Problem to solve = Could you reproduce the passage from the researcher's self-introduction below, starting at "A Brief History" and ending at "implementing its derivative."?

Who am I?
Passionate about mathematics and computer science, I work on making both worlds meet and get the best out of each other.
I have had and still am having a dual academic and engineering career in which I let industrial questions drive my research interest and let my engineering problems benefit from current research.
In parallel to research and industrial problem solving, I mentor students in their learning journeys.
I am currently interested in Algorithmic Differentiation and Signal processing (especially interactions between engineering and compressed sensing), having defended my habilitation to supervise research at the Université Nice Côte d'Azur in December 2025 on these subjects.
A Brief History of me
Here are the key highlights from my career.
- Currently Advanced Researcher
As of January 2026, I am currently part of the GammaO team within the INRIA Centre of Saclay.
My research evolves around Algorithmic differentiation and source transformation; a paradigm in which a piece of software code is analysed and another piece of code is generated in the same language, implementing its derivative.
In particular, my developments are made available through the open source software Tapenade.

Source data =
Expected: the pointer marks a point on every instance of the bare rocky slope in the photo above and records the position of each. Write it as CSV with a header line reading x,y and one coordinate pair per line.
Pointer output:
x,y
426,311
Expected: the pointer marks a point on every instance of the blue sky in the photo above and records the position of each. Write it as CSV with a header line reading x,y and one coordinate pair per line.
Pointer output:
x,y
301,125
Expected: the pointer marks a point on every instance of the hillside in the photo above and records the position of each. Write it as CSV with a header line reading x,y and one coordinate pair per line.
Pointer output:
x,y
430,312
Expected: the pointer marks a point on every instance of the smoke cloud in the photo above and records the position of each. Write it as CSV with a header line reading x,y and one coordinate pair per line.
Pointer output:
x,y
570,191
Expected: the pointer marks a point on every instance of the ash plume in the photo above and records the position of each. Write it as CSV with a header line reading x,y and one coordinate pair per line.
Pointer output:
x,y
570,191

Problem solution =
A Brief History of me
Here are the key highlights from my career.
- Currently Advanced Researcher
As of January 2026, I am currently part of the GammaO team within the INRIA Centre of Saclay.
My research evolves around Algorithmic differentiation and source transformation; a paradigm in which a piece of software code is analysed and another piece of code is generated in the same language, implementing its derivative.